- TEXTAUSSCHNITT:
* * * * *

Reisen und Randale

Morgen spielt das Fußballnationalteam in der EM-Qualifikation gegen die Slowakei. Auf Tour nach Bratislava gehen nicht nur friedfertige Fans. Der DFB-Sicherheitschef befürchtet Ausschreitungen

„Wir haben leider Hinweise darauf, dass vor Ort wieder Karten an Personen verkauft werden, die wir nicht im Stadion haben wollen“

AUS HEILIGENDAMMRONNY BLASCHKE

Eigentlich wollte Alfred Sengle seinen Posten im Deutschen Fußball-Bund schon vor langer Zeit aufgeben. 1998 wurde er dann Sicherheitschef des DFB. Es war eine Zeit, die geprägt wurde von einer Debatte um die düsteren Begleiterscheinungen des Fußballs. Randalierer hatten während der WM in Lens den französischen Gendarmen Daniel Nivel fast zu Tode geprügelt. In der Folgezeit diskutierten Funktionäre, Fans und Medien lauter über das Gewaltphänomen als je zuvor. Acht Jahre später ist Gewalt im deutschen Fußball nicht verschwunden, sie hat sich gewandelt. Dabei sind Gewaltakte und Schmähungen keine Modeerscheinung, sie sind immer aktuell – und werden es bleiben. Anfeindungen gegenüber dem Schalker Asamoah oder dem Leipziger Ogungbure finden in den unteren Ligen an jedem Wochenende statt. Geändert hat sich aber die Wahrnehmung.

* * * * *

- DATEN:

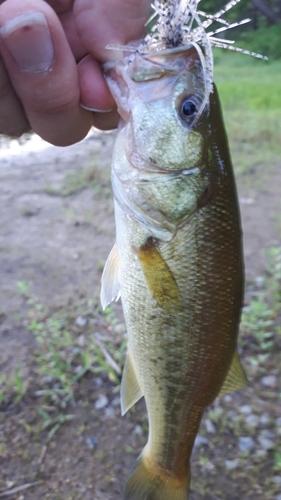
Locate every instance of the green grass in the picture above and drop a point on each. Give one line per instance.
(249, 90)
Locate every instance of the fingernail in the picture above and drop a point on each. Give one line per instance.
(96, 110)
(29, 41)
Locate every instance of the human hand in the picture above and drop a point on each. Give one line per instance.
(50, 55)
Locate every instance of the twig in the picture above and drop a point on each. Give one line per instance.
(13, 491)
(42, 455)
(108, 358)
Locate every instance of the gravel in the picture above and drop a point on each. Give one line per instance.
(101, 402)
(246, 443)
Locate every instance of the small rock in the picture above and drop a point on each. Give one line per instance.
(10, 484)
(227, 398)
(259, 281)
(109, 412)
(269, 381)
(116, 401)
(47, 379)
(80, 321)
(231, 464)
(92, 442)
(209, 466)
(267, 433)
(98, 381)
(210, 426)
(266, 443)
(260, 453)
(265, 419)
(252, 420)
(232, 414)
(201, 441)
(101, 402)
(246, 409)
(246, 443)
(138, 430)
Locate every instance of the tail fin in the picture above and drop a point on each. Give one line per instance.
(147, 483)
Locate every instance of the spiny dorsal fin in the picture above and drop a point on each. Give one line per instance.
(236, 378)
(110, 287)
(159, 277)
(131, 391)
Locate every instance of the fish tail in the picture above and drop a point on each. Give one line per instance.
(148, 482)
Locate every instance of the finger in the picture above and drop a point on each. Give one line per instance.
(95, 93)
(106, 121)
(13, 121)
(109, 22)
(43, 71)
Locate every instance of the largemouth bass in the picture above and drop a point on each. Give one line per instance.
(177, 263)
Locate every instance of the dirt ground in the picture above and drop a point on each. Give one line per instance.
(56, 230)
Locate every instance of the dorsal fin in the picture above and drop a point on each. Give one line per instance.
(236, 378)
(110, 286)
(131, 391)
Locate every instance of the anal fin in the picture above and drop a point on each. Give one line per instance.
(110, 287)
(131, 391)
(236, 377)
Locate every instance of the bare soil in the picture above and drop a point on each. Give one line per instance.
(55, 233)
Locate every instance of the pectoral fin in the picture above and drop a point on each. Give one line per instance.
(131, 391)
(236, 378)
(110, 287)
(159, 277)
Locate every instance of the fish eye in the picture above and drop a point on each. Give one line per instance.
(188, 108)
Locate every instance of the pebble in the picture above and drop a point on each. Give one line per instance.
(252, 420)
(231, 464)
(138, 430)
(210, 426)
(116, 401)
(92, 442)
(246, 409)
(101, 402)
(259, 281)
(267, 433)
(80, 321)
(278, 421)
(109, 412)
(209, 466)
(260, 453)
(227, 398)
(269, 381)
(265, 419)
(201, 441)
(246, 443)
(266, 443)
(98, 381)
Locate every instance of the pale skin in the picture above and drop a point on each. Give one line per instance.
(50, 64)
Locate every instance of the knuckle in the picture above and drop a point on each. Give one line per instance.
(60, 104)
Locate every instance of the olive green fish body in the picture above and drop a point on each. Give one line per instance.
(179, 263)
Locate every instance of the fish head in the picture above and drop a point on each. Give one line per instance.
(161, 98)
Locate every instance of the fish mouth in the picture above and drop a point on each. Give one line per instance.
(142, 165)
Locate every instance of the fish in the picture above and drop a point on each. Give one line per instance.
(177, 263)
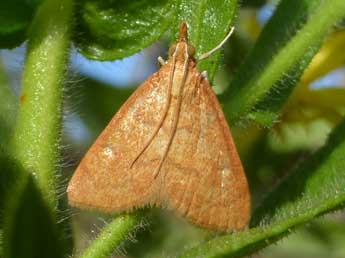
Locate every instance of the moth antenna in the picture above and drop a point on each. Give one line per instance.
(183, 33)
(161, 61)
(220, 45)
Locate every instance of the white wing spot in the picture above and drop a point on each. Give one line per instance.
(108, 152)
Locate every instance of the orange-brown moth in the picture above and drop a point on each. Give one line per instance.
(169, 145)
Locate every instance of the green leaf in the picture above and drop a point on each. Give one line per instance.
(284, 49)
(98, 102)
(209, 21)
(30, 231)
(15, 18)
(316, 187)
(113, 235)
(115, 29)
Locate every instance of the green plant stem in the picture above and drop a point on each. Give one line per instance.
(316, 187)
(30, 216)
(113, 235)
(8, 105)
(243, 98)
(37, 132)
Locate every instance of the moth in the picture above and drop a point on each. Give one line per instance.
(169, 145)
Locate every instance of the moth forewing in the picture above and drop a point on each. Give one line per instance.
(168, 145)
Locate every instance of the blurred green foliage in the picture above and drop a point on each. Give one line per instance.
(291, 136)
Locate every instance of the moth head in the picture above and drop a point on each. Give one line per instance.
(190, 49)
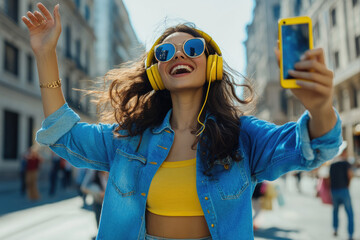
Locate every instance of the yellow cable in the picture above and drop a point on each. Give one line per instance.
(207, 93)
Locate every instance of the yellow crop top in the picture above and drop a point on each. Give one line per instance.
(173, 190)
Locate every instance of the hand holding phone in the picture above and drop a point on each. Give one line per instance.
(295, 38)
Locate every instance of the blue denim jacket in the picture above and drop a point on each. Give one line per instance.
(268, 152)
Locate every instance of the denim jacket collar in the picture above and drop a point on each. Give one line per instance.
(166, 122)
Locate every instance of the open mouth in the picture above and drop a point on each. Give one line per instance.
(180, 69)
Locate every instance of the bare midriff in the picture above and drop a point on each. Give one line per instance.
(176, 227)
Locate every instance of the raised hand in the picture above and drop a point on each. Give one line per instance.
(44, 29)
(317, 93)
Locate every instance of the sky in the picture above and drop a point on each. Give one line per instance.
(224, 20)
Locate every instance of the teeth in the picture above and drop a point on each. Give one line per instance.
(178, 67)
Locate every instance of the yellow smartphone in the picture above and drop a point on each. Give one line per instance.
(295, 38)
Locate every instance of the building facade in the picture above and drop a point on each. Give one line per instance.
(336, 29)
(261, 61)
(116, 40)
(21, 111)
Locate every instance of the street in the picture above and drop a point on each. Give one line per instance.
(303, 217)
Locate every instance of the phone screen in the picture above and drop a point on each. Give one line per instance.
(295, 42)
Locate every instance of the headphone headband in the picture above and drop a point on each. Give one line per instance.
(204, 35)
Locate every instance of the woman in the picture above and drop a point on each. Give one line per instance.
(183, 160)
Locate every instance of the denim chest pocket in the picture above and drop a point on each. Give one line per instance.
(231, 183)
(124, 173)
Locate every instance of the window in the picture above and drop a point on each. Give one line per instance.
(87, 13)
(67, 89)
(30, 131)
(316, 32)
(11, 9)
(68, 42)
(11, 58)
(357, 46)
(276, 11)
(30, 69)
(10, 138)
(30, 7)
(354, 102)
(297, 7)
(87, 62)
(336, 60)
(333, 17)
(77, 4)
(78, 53)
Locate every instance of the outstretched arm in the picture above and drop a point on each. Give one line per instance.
(44, 34)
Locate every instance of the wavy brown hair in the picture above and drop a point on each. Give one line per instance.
(135, 106)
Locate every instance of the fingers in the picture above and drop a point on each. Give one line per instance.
(313, 65)
(45, 11)
(39, 17)
(317, 53)
(33, 19)
(277, 54)
(313, 77)
(27, 23)
(313, 86)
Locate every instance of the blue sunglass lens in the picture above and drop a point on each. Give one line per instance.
(194, 47)
(165, 52)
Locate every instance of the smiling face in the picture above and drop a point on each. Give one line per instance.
(181, 72)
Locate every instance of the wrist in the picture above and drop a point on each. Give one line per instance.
(321, 122)
(45, 55)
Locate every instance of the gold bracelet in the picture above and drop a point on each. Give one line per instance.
(54, 84)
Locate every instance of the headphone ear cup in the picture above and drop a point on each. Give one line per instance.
(219, 66)
(209, 65)
(157, 77)
(151, 78)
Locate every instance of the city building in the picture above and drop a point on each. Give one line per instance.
(336, 29)
(116, 40)
(261, 61)
(78, 50)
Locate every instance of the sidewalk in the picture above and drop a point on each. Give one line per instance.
(11, 199)
(305, 217)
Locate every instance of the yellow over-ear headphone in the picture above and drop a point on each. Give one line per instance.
(214, 66)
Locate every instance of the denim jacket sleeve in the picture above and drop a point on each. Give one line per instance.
(274, 150)
(82, 144)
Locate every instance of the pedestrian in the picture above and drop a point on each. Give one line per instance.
(23, 164)
(340, 177)
(80, 176)
(33, 161)
(258, 193)
(298, 180)
(67, 174)
(94, 184)
(183, 159)
(53, 176)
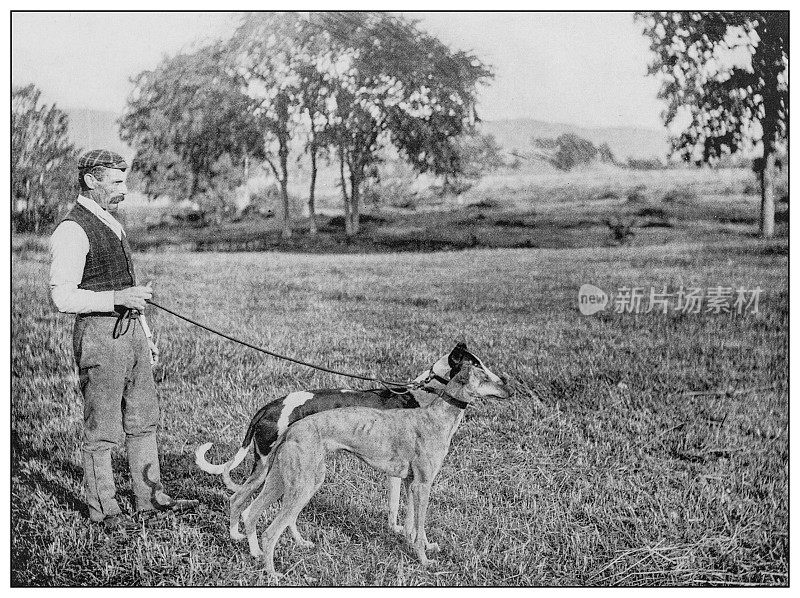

* * * * *

- AUFGABENTEILE:
a. Gib einen Teil des Textausschnitts wortgetreu wieder: Beginne bei den Wörtern „Eigentlich wollte Alfred“ und höre nach „aber die Wahrnehmung.“ auf.
b. Fasse den Absatz des Textausschnitts, der mit „Eigentlich wollte Alfred Sengle“ beginnt, kürzer zusammen und behalte dabei seine wesentlichen Fakten bei.
Die Daten sind eigenständiges Material und gehören nicht zum Textausschnitt.

- LÖSUNGEN:
a.
Eigentlich wollte Alfred Sengle seinen Posten im Deutschen Fußball-Bund schon vor langer Zeit aufgeben. 1998 wurde er dann Sicherheitschef des DFB. Es war eine Zeit, die geprägt wurde von einer Debatte um die düsteren Begleiterscheinungen des Fußballs. Randalierer hatten während der WM in Lens den französischen Gendarmen Daniel Nivel fast zu Tode geprügelt. In der Folgezeit diskutierten Funktionäre, Fans und Medien lauter über das Gewaltphänomen als je zuvor. Acht Jahre später ist Gewalt im deutschen Fußball nicht verschwunden, sie hat sich gewandelt. Dabei sind Gewaltakte und Schmähungen keine Modeerscheinung, sie sind immer aktuell – und werden es bleiben. Anfeindungen gegenüber dem Schalker Asamoah oder dem Leipziger Ogungbure finden in den unteren Ligen an jedem Wochenende statt. Geändert hat sich aber die Wahrnehmung.

b. Alfred Sengle wollte seinen Posten im Deutschen Fußball-Bund eigentlich schon lange aufgeben, wurde aber 1998 Sicherheitschef des DFB. Damals beherrschte eine Debatte über Gewalt im Fußball die Zeit, nachdem Randalierer bei der WM in Lens den französischen Gendarmen Daniel Nivel fast zu Tode geprügelt hatten. Acht Jahre später ist die Gewalt im deutschen Fußball nicht verschwunden, sondern hat sich gewandelt. Gewaltakte und Schmähungen bleiben immer aktuell, etwa die Anfeindungen gegen den Schalker Asamoah oder den Leipziger Ogungbure, die in den unteren Ligen an jedem Wochenende vorkommen. Geändert hat sich jedoch die Wahrnehmung.